→ **Exercise 1**: Reproduce word for word the order on the petition of Andrew Hudlestone.
→ **Exercise 2**: Quote the rows from the line containing "Can you find the handrail?" up to and including the final row.

→ **Quoted passage**:
::::::::::
Upon reading the Petition of Andrew Hudlestone Esquire; shewing, “That William Munsey, and Fifty-three others, as Tenants within the Vill of Matterdale, in the Barony of Grastocke, in the County of Cumberland, in Mich’mas Terme, 36°Car. IIdi, exhibited their English Bill in the Court of Exchequer against your Petitioner, as Lord of the Manor of Hutton John, complaining, that at a Hearing, 1° Julii 1686, it was by that Court referred to a Trial at Law, whether all or any of the said Tenants of Matterdale have or ought to have Common of Pasture in the said Moors, or any Part thereof; and also of the Judgement given upon that Issue, which he conceives to be erroneous,” as in the Petition is set forth:

It is thereupon ORDERED, by the Lords Spiritual and Temporal in Parliament assembled, That the said William Munsey, and the Fifty-three other Tenants before-mentioned, may have a Copy or Copies of the said Petition; and be, and are hereby, required to put in their Answer or respective Answers thereunto, in Writing, on Thursday the 17th Day of this Instant April, at Ten of the Clock in the Forenoon; whereof the Petitioner is to cause timely Notice to be given to the Defendants, to the End they answer accordingly.
::::::::::
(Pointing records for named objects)
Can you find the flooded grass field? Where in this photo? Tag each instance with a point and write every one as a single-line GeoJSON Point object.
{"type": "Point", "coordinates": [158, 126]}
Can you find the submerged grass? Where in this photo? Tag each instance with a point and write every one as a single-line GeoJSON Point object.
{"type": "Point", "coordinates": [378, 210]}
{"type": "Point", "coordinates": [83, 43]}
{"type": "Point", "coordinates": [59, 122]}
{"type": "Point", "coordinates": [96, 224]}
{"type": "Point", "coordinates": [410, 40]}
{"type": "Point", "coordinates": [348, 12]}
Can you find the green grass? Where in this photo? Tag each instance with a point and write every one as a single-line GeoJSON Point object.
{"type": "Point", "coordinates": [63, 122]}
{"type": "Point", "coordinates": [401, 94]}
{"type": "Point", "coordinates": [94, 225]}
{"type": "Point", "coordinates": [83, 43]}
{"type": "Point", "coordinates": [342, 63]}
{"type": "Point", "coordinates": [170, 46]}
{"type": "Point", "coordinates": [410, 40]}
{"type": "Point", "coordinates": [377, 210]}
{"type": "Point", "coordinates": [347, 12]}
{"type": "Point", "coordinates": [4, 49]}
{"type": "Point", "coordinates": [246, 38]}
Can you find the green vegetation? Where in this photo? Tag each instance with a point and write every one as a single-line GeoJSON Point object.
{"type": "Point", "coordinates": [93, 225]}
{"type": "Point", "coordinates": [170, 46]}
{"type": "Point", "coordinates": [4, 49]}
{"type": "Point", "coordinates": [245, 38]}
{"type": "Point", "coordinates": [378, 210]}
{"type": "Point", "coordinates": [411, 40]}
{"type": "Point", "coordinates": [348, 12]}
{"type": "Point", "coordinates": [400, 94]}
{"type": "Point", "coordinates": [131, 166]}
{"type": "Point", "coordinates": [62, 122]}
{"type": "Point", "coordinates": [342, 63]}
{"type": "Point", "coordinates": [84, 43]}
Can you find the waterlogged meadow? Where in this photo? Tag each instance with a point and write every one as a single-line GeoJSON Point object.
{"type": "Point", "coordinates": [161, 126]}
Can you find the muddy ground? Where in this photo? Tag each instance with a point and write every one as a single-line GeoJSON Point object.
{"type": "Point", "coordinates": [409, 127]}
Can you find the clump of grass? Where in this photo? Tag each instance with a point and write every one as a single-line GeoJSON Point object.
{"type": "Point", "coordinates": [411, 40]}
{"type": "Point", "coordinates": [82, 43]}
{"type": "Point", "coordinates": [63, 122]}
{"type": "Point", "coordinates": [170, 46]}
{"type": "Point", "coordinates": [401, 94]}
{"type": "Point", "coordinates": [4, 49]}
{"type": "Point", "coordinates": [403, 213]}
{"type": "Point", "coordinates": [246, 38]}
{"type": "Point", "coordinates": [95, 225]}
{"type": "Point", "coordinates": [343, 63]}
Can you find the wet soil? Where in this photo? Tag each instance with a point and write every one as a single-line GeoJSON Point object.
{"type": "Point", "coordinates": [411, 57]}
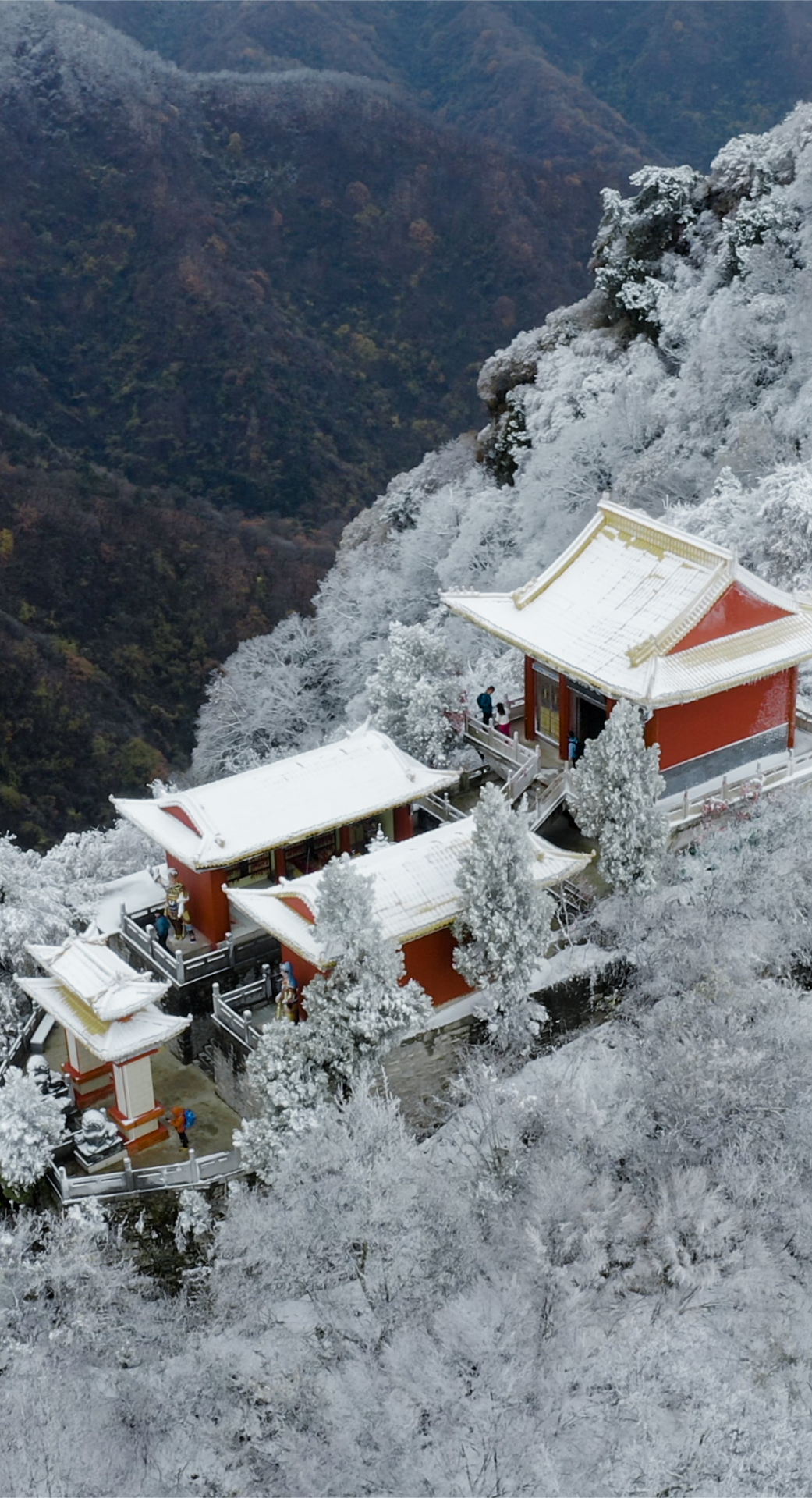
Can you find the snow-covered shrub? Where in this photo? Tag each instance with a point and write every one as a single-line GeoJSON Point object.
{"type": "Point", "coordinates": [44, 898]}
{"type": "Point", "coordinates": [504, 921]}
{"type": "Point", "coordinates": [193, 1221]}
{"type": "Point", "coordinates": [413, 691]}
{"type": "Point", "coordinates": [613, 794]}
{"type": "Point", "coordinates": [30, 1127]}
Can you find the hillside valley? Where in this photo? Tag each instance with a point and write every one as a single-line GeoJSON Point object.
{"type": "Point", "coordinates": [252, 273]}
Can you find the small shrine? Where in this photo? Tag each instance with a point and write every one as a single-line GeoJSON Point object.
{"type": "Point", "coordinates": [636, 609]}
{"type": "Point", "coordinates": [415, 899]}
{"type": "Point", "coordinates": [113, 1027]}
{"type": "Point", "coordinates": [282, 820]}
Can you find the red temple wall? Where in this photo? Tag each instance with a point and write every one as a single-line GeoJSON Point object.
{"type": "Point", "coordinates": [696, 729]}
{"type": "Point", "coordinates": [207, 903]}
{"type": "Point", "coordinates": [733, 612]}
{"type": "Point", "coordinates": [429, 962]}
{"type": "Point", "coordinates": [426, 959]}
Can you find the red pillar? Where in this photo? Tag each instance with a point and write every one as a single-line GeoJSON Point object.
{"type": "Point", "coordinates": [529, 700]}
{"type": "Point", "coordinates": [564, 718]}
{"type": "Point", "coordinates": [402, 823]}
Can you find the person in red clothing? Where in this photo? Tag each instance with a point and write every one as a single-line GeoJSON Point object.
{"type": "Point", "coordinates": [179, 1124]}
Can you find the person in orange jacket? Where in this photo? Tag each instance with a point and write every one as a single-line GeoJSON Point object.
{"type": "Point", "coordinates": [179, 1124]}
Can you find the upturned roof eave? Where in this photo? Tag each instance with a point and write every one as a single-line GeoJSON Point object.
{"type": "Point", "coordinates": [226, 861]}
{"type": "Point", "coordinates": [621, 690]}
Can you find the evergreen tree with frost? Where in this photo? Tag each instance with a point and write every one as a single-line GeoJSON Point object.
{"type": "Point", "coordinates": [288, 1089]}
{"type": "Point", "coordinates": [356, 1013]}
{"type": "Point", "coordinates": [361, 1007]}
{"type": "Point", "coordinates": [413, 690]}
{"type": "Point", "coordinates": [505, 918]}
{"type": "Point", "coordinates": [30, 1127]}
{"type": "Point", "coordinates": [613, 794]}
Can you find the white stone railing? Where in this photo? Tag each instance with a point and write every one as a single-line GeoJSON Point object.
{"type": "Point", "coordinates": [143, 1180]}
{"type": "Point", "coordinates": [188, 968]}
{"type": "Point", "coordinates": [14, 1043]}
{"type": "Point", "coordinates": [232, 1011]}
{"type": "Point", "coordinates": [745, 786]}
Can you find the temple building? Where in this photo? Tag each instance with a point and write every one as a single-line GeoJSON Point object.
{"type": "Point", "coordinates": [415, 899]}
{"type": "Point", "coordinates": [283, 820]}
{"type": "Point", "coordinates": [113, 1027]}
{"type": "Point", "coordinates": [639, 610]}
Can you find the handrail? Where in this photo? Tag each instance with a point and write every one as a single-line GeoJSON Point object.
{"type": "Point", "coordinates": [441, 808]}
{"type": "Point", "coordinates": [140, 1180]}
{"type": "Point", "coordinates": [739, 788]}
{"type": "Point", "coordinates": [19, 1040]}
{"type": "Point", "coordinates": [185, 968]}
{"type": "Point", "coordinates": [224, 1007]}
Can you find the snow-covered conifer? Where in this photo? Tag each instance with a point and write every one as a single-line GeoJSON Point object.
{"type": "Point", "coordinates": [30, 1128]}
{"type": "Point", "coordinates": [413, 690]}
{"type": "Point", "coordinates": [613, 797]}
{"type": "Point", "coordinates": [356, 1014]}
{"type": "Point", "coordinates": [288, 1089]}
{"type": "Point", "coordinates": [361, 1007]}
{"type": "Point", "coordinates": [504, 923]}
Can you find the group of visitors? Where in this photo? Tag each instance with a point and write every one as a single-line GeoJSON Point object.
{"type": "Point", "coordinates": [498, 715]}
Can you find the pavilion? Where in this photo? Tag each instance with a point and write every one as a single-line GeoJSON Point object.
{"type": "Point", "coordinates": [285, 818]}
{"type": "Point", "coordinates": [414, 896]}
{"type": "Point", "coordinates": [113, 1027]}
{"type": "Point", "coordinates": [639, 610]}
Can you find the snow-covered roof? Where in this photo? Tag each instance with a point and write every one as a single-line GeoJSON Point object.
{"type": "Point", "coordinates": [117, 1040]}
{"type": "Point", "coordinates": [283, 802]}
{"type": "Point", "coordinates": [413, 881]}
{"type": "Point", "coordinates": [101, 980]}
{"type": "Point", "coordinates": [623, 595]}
::::::::::
→ **Full solution 1**:
Upon reading the Petition of Andrew Hudlestone Esquire; shewing, “That William Munsey, and Fifty-three others, as Tenants within the Vill of Matterdale, in the Barony of Grastocke, in the County of Cumberland, in Mich’mas Terme, 36°Car. IIdi, exhibited their English Bill in the Court of Exchequer against your Petitioner, as Lord of the Manor of Hutton John, complaining, that at a Hearing, 1° Julii 1686, it was by that Court referred to a Trial at Law, whether all or any of the said Tenants of Matterdale have or ought to have Common of Pasture in the said Moors, or any Part thereof; and also of the Judgement given upon that Issue, which he conceives to be erroneous,” as in the Petition is set forth:

It is thereupon ORDERED, by the Lords Spiritual and Temporal in Parliament assembled, That the said William Munsey, and the Fifty-three other Tenants before-mentioned, may have a Copy or Copies of the said Petition; and be, and are hereby, required to put in their Answer or respective Answers thereunto, in Writing, on Thursday the 17th Day of this Instant April, at Ten of the Clock in the Forenoon; whereof the Petitioner is to cause timely Notice to be given to the Defendants, to the End they answer accordingly.

→ **Full solution 2**:
Can you find the handrail? Where in this photo? Tag each instance with a point and write every one as a single-line GeoJSON Point object.
{"type": "Point", "coordinates": [441, 808]}
{"type": "Point", "coordinates": [140, 1180]}
{"type": "Point", "coordinates": [739, 788]}
{"type": "Point", "coordinates": [19, 1040]}
{"type": "Point", "coordinates": [185, 968]}
{"type": "Point", "coordinates": [224, 1007]}
Can you find the snow-covered conifer? Where in this photo? Tag each instance with a point and write every one as a single-line GeoJSON Point object.
{"type": "Point", "coordinates": [30, 1128]}
{"type": "Point", "coordinates": [413, 690]}
{"type": "Point", "coordinates": [613, 797]}
{"type": "Point", "coordinates": [356, 1014]}
{"type": "Point", "coordinates": [288, 1089]}
{"type": "Point", "coordinates": [361, 1007]}
{"type": "Point", "coordinates": [504, 923]}
Can you find the group of visitors? Where in this photo? Tag each instance with a point and write every one as a single-line GeoJSON Point object.
{"type": "Point", "coordinates": [498, 715]}
Can you find the pavilion? Where in this photo? Tag each instance with a point and write every one as a single-line GeoJSON Point object.
{"type": "Point", "coordinates": [285, 818]}
{"type": "Point", "coordinates": [414, 896]}
{"type": "Point", "coordinates": [113, 1027]}
{"type": "Point", "coordinates": [639, 610]}
Can you find the snow-covered roof? Where in this photo? Tag each instance with a point and write every one as a single-line GeoJSON Point object.
{"type": "Point", "coordinates": [117, 1040]}
{"type": "Point", "coordinates": [283, 802]}
{"type": "Point", "coordinates": [413, 881]}
{"type": "Point", "coordinates": [101, 980]}
{"type": "Point", "coordinates": [623, 595]}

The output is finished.